Later, NSA’s data collection programmes were extended, after obtaining permission from the secret courts under the Foreign Intelligence Surveillance Act (FISA).
New information about mass surveillance by the US agencies was disclosed through the official channels on Saturday in response to a federal court order.
President Barack Obama is expected to announce changes to intelligence collection rules in January, after the NSA’s conduct was criticised by domestic and foreign citizens, technology businesses and fellow politicians.
Last week, a US judge ruled that such mass surveillance programmes were “unconstitutional” and questioned whether they were delivering any benefits. Meanwhile the president’s own Task Force has developed 46 recommendations to improve the work of NSA.
According to the Director for National Intelligence James Clapper, the surveillance machine revealed by whistleblower Edward Snowden was originally designed to hunt Al-Qaeda in the aftermath of 9/11, and consisted of two parts. The first – TSP – collected content of certain communications, while the second was capturing electronic communication ‘metadata’ in bulk, including that of the US citizens.
Both programmes had to be authorised by the president every 30-60 days. “Although the precise terms changed over time, each presidential authorization required the minimization of information collected concerning American citizens to the extent consistent with the effective accomplishment of the mission of detection and prevention of acts of terrorism within the United States,” wrote Clapper.
The existence of the TSP first came to light in 2005. It was transferred to the authority of FISA and its secret courts in 2007, along with metadata collection programmes.
Later that year, the US Congress enacted the Protect America Act, which was replaced by the FISA Amendments Act of 2008 and allowed the NSA to continue expanding its mass surveillance programmes with the blessing of the FISA courts. And in December 2011, the US government finally decided it didn’t need re-authorization for the bulk collection of Internet metadata.
According to the declassified documents, the government authorised an ever increasing number of surveillance programmes because it was convinced Al-Qaeda would carry out another attack against the US.
A report by the Presidential Task Force published last week had stressed that data-collection efforts should continue, but with some new guidelines. “Excessive surveillance and unjustified secrecy can threaten civil liberties, public trust, and the core processes of democratic self-government,” it said. “All parts of the government, including those that protect our national security, must be subject to the rule of law.”
Meanwhile, US cryptography specialist RSA has categorically denied accusations that it took a $10 million payment in return for building in backdoors into two of its products.

■ Exercise directions
Name each law mentioned in the NSA surveillance article above.

■ Data shown
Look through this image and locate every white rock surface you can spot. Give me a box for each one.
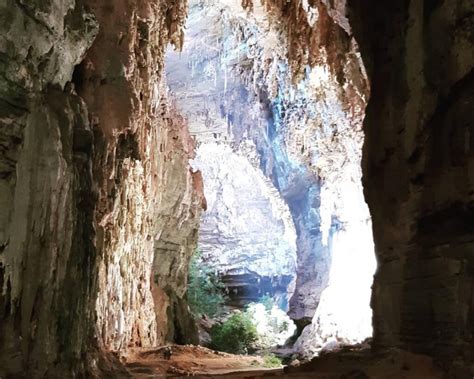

■ Finished exercise
- Foreign Intelligence Surveillance Act (FISA)
- Protect America Act
- FISA Amendments Act of 2008